─── Text block ───

I am not a professional but if you are looking for a great DX camera, the D7000 is a without a doubt, a good option. I haven't came across any flaws so far.


----------



## Mostafa13 (Sep 25, 2012)

Gary_A said:


> I have been trying to decide about the D7000 as well and find the articulation screen a minor inconvenience but not a deal breaker. Is there anything else about the camera that would catch me unaware, since I am just getting into the nicer DSLR&#8217;s?


Nothing but it is a very good camera and what I stated at first (which I've read on dppreview and cameralab) which the Guys here as you see, don't agree with......


----------



## Mostafa13 (Sep 26, 2012)

Yantropov said:


> Gary_A said:
> 
> 
> > I have been trying to decide about the D7000 as well and find the articulation screen a minor inconvenience but not a deal breaker. Is there anything else about the camera that would catch me unaware, since I am just getting into the nicer DSLR&#8217;s?
> ...



Should I go for the 16/85 lens instead of the kit lens 18/105 ?? Does it worth 270 euro more??
because I am thinking to buy that combination, but I am not sure..


----------



## Solarflare (Sep 29, 2012)

Personally, if I could communicate with my past self, I would definitely tell him to get a D7000 instead of the D5100.


----------



## pixmedic (Sep 29, 2012)

the D7000 is an excellent choice for a first DSLR. its still reasonably new, and it is the upper end of nikon DX bodys. you would certainly NOT outgrow it anytime soon.


----------



## TheFantasticG (Sep 29, 2012)

If the D7000 was out when I bought my first DSLR, I would have bought it instead of the D90.


----------



## Yantropov (Sep 29, 2012)

Mostafa13 said:


> Yantropov said:
> 
> 
> > Gary_A said:
> ...



I love my 16-85mm... Not sure if it's worth the 270euros difference as I never used a 18-105mm... It's been good at every range so far and it's a great walkaround lens. The only "downside" could be the price considering that it's a DX lens.


----------



## TheFantasticG (Sep 30, 2012)

I had both and sold off both as they both had way too much barrel distortion on the wide end for my tastes.


----------



## pixmedic (Sep 30, 2012)

TheFantasticG said:


> If the D7000 was out when I bought my first DSLR, I would have bought it instead of the D90.



you and me both...
our first DSLR was a D100...we got it used the week after the D200's were released. then got the D90 shortly after it came out.  really leaning hard on getting a D300s next. unless something new is released early next year.


----------



## charlie76 (Sep 30, 2012)

I've shot thousands of frames with the D7000....it is a PHENOMENAL piece of hardware. Overexposure?  No no...don't think so.


----------



## godsotherson (Sep 30, 2012)

The only downside I have found on the D7000 is that the amount of things it is capable of doing is far more than I will ever learn to do or use. 
In regard to your lens question, you must state your idea of what kind/type of shots you will be taking with your new camera, so we can give pertinate answers.

─── Dataset extract ───

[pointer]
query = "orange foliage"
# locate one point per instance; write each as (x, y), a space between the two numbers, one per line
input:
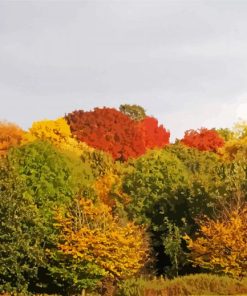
(155, 136)
(112, 131)
(92, 234)
(203, 139)
(10, 135)
(221, 245)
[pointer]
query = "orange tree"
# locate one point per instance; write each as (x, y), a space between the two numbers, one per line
(221, 245)
(91, 235)
(56, 132)
(114, 132)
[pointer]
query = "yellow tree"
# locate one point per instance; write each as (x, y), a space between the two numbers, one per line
(10, 135)
(221, 245)
(92, 234)
(58, 133)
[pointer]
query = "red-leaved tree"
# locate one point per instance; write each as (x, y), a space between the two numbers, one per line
(154, 135)
(203, 139)
(110, 130)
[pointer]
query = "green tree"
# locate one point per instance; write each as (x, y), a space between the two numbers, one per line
(21, 233)
(135, 112)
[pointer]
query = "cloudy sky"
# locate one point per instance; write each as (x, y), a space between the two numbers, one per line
(184, 61)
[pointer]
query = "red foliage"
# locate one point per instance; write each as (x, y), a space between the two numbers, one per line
(154, 135)
(110, 130)
(203, 139)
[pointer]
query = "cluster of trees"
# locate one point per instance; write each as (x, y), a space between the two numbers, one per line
(97, 197)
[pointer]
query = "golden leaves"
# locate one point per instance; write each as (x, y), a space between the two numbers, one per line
(94, 235)
(221, 245)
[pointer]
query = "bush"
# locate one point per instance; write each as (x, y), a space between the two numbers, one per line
(198, 284)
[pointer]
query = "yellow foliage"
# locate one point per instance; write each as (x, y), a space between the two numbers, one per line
(10, 135)
(221, 245)
(91, 233)
(58, 133)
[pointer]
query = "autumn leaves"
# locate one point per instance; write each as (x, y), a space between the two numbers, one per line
(100, 194)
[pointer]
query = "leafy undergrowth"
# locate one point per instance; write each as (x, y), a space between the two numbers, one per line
(200, 284)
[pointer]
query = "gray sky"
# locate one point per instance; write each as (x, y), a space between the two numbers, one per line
(184, 61)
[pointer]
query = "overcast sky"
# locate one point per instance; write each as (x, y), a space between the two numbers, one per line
(184, 61)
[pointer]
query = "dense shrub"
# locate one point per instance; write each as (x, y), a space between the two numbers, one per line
(199, 284)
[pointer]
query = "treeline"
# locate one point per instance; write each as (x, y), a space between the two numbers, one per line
(94, 198)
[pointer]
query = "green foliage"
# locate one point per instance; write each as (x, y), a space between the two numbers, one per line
(50, 176)
(135, 112)
(155, 185)
(99, 162)
(21, 233)
(72, 275)
(172, 246)
(206, 182)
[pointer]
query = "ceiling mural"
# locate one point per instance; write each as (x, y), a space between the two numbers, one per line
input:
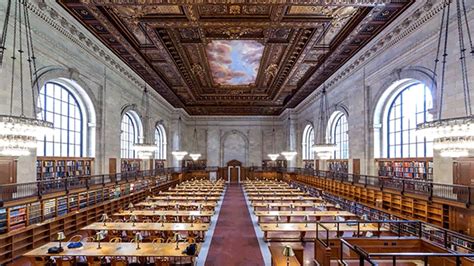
(234, 62)
(239, 58)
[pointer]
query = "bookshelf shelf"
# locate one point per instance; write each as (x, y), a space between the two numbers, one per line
(418, 168)
(58, 167)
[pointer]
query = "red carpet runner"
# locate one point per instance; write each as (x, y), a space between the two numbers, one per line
(234, 242)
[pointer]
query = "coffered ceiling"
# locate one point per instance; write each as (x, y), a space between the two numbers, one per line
(226, 57)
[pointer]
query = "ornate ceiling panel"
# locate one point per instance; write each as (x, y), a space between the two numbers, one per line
(234, 57)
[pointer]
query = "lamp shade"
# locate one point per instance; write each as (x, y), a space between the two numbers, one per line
(289, 155)
(288, 251)
(179, 155)
(60, 236)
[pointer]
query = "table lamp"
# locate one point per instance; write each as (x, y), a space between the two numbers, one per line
(176, 238)
(104, 218)
(60, 237)
(99, 236)
(288, 252)
(133, 218)
(162, 219)
(138, 238)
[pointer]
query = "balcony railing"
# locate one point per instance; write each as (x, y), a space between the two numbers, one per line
(458, 193)
(10, 192)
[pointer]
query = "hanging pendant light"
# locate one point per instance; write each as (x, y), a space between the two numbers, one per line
(323, 150)
(453, 137)
(179, 155)
(273, 156)
(289, 154)
(195, 155)
(145, 150)
(19, 134)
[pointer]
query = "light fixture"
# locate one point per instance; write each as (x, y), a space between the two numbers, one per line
(289, 155)
(273, 156)
(323, 150)
(19, 134)
(179, 155)
(452, 137)
(146, 149)
(195, 154)
(60, 237)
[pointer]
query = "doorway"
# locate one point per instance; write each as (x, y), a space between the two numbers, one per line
(233, 171)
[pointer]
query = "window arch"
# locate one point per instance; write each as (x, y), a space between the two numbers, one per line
(338, 133)
(307, 143)
(406, 109)
(71, 112)
(130, 133)
(160, 141)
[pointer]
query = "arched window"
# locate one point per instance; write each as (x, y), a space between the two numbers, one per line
(338, 129)
(160, 141)
(308, 141)
(63, 108)
(130, 134)
(408, 108)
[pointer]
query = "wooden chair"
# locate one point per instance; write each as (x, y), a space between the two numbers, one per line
(75, 238)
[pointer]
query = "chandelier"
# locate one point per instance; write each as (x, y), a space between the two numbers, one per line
(195, 155)
(145, 150)
(273, 156)
(323, 150)
(179, 155)
(290, 154)
(452, 137)
(18, 133)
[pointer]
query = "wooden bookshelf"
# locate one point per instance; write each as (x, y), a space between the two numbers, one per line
(17, 242)
(130, 165)
(341, 166)
(58, 167)
(418, 168)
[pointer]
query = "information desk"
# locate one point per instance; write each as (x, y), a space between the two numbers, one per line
(316, 214)
(147, 227)
(89, 249)
(303, 228)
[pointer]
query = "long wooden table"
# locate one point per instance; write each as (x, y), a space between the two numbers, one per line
(165, 213)
(296, 198)
(302, 205)
(89, 249)
(170, 204)
(303, 228)
(191, 198)
(315, 214)
(147, 227)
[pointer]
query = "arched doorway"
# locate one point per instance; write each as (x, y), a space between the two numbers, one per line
(233, 171)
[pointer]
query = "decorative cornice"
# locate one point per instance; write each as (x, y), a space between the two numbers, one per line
(404, 28)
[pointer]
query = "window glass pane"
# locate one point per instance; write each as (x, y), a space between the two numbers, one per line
(408, 109)
(60, 107)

───

• **Written tasks**
1 – Print the stretch of the D7000 forum thread from "the D7000 is an" through "TheFantasticG (Sep 29, 2012)".
2 – Answer these about the D7000 forum thread:
(a) How much more than the 18/105 kit lens does the 16/85 lens cost, according to Mostafa13?
(b) Which camera was pixmedic's first DSLR?
(c) Why did TheFantasticG sell off both lenses?
3 – Can you pick up the D7000 forum thread after its final post?
The records come from a different source than the D7000 forum thread.

• **Per-task answers**
1 –
the D7000 is an excellent choice for a first DSLR. its still reasonably new, and it is the upper end of nikon DX bodys. you would certainly NOT outgrow it anytime soon.


----------



## TheFantasticG (Sep 29, 2012)

2 –
(a) 270 euro.
(b) A D100, bought used the week after the D200s were released.
(c) Both had too much barrel distortion on the wide end.

3 –
You will get the best results when using the best lens for the kind of photos you take. No lens does it all. If your budget allows, pick up a 50mm prime lens. Great results for a low price and you will learn a lot more about what you want as you grow in knowledge about your shooting style and needs. I wish someone had pointed this out to me when I started.
good luck as you will love your D7000.


----------



## owlxxx (Sep 30, 2012)

d7000 + 50mm 1.8- awesome combo.  I've rented pro glass(usual 2.8 stuff) and it would be awesome to own such quality glass, but for the cost i'll stick with the 50mm.


----------



## StandingBear1983 (Sep 30, 2012)

In my opinion, the D7000 has much better features then the 60D, better viewfinder, more focus points, better low light, and the issue you have talked about the colors that come out more vivid out of the 60D can be changed in the D7000 to more vivid...so its no big deal...anyway if you shoot RAW which i very much recommend doing, this won't even be relevant to you, this is only relevant if and when you shoot JPEG. - once you shoot RAW, its like film in a darkroom..you can pretty much do anything with the picture...and these days you got so many options with lightroom...good luck with your choice.


----------



## Mostafa13 (Oct 11, 2012)

Finally, I pulled the trigger and get it, really an awesome Camera, with so much features and capabilities, that are more what I have already known . But I hope I can cope with it soon.....
Something to note:
* The Camera produces great photos, in regards to Colour saturation. Although I am not an expert but at least it satisfied me at least. 
*So far I haven't suffered from overexposed shoots as I have read from the reviews.
* I had the chance to hold the Canon 60D while I was at the store, and I have to say that the 60D enjoys a better finishing in terms of quality and materials (I guess it may be because it is made in Japan  )
* I got it with the kit lens (18/105) which I found quiet good (for a beginner like me  )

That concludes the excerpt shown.